== WHAT IS EXPECTED ==
Find all lines below containing the string "white" and return them.
─── MATERIAL PROVIDED ───
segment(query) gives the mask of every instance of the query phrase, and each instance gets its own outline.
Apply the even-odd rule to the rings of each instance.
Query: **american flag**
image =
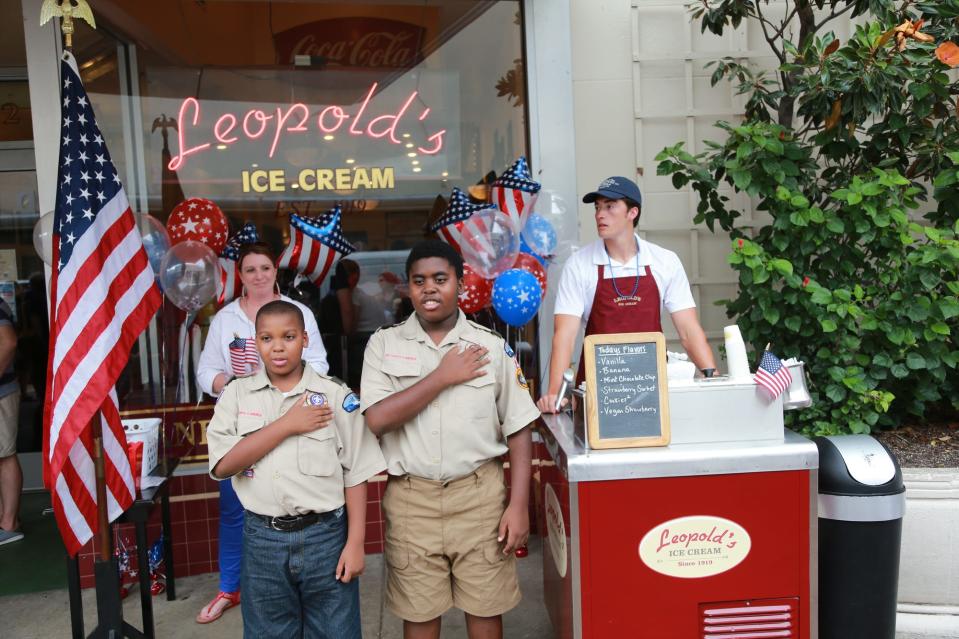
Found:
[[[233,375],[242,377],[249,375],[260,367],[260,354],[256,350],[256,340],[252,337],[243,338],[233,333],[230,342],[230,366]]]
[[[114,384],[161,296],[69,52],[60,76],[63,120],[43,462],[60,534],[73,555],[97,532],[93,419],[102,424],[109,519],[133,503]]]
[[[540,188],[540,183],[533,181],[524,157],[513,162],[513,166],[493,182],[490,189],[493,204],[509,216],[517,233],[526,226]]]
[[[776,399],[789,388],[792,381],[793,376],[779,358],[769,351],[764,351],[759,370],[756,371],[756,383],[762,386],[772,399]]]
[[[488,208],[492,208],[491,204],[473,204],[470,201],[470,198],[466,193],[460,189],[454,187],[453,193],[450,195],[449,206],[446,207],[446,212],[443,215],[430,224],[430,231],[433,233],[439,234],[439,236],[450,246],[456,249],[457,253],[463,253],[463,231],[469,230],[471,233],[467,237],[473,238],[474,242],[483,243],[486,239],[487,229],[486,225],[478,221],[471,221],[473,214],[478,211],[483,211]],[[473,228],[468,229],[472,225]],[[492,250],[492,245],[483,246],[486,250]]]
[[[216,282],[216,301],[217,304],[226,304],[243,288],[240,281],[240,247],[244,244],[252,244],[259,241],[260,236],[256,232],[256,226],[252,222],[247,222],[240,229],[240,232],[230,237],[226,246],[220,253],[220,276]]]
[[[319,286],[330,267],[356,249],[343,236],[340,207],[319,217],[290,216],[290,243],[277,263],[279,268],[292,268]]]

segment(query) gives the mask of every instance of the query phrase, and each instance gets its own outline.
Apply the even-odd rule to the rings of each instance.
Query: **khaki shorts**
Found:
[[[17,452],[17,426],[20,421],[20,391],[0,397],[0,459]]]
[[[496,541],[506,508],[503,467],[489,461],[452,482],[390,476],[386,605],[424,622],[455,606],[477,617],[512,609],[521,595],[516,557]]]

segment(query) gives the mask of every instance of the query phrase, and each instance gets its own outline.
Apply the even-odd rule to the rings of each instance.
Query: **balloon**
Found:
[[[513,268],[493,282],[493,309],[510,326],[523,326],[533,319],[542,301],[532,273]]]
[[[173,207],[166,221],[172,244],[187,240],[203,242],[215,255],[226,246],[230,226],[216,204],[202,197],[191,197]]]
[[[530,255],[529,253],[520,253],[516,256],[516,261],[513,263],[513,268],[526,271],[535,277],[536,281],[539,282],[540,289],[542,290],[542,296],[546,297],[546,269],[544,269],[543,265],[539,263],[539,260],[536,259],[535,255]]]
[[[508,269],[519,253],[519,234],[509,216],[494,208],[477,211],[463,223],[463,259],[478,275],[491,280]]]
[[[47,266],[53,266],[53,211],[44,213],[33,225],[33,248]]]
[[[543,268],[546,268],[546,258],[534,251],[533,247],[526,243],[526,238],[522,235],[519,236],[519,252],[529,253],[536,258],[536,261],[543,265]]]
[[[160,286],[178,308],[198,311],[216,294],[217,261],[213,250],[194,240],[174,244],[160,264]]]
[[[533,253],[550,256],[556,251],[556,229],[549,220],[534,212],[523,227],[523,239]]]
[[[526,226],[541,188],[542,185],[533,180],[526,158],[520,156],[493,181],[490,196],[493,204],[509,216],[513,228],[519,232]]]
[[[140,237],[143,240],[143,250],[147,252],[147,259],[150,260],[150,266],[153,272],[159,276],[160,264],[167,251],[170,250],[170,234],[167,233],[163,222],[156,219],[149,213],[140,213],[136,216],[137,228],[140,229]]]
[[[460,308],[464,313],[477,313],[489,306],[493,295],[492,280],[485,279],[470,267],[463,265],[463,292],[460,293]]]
───
─── MATERIAL PROVIDED ───
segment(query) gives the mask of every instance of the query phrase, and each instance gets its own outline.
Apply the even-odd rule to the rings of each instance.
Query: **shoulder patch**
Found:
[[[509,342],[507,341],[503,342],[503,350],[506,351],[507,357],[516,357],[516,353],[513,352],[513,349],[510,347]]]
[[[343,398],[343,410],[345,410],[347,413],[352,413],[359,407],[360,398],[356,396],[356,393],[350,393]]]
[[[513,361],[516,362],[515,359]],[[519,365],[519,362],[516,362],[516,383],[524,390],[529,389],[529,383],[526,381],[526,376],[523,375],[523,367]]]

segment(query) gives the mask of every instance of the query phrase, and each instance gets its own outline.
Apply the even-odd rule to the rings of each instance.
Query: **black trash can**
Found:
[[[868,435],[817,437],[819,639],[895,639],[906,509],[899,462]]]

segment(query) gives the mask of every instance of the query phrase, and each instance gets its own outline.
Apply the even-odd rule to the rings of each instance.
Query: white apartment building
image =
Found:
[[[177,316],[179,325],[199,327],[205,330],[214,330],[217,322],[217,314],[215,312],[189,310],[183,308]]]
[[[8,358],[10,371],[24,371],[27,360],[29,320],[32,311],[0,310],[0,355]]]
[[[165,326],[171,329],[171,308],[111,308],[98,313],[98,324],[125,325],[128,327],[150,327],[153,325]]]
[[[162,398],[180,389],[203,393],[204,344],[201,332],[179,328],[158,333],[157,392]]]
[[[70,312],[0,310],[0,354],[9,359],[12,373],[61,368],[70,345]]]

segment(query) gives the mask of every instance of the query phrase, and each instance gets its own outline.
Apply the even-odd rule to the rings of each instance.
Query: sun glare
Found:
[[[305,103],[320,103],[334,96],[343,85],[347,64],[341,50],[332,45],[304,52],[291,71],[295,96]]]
───
─── MATERIAL PROVIDED ───
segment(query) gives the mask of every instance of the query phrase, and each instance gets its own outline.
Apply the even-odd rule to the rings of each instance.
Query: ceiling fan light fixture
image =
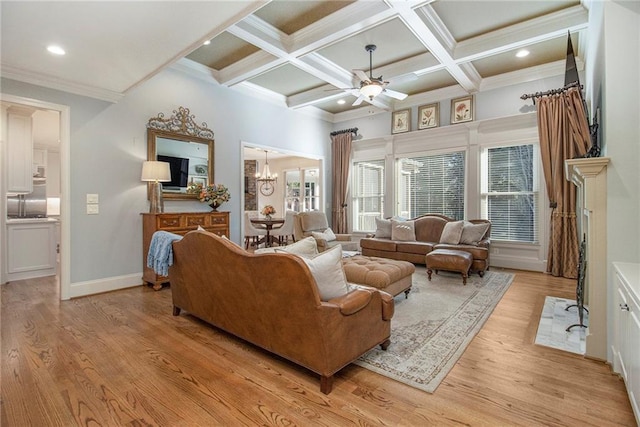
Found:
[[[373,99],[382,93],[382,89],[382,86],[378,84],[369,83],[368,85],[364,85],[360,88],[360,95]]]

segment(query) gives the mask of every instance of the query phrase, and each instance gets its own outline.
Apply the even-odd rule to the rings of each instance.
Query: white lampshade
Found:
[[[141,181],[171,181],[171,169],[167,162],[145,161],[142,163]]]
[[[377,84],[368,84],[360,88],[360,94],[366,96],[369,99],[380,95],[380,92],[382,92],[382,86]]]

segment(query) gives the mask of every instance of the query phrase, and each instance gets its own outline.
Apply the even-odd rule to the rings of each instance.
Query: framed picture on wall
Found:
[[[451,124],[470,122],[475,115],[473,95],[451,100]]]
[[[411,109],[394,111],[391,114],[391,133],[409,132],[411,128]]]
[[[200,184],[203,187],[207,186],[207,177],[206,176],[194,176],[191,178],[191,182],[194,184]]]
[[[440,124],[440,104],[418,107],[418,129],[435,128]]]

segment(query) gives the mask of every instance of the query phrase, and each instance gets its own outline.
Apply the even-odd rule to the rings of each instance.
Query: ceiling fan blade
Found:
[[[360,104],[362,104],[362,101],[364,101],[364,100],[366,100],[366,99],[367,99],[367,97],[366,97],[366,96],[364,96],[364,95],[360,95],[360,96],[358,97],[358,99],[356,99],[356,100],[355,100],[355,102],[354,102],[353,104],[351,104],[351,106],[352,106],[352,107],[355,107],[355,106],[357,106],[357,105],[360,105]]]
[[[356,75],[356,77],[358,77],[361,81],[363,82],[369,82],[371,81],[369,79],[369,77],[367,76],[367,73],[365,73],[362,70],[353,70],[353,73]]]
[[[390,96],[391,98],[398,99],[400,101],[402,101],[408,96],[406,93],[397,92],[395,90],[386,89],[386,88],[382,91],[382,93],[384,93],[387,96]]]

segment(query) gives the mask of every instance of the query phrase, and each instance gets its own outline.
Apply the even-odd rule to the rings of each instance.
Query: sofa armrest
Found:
───
== TASK SOLUTION ==
Query: white apartment building
Query: white lampshade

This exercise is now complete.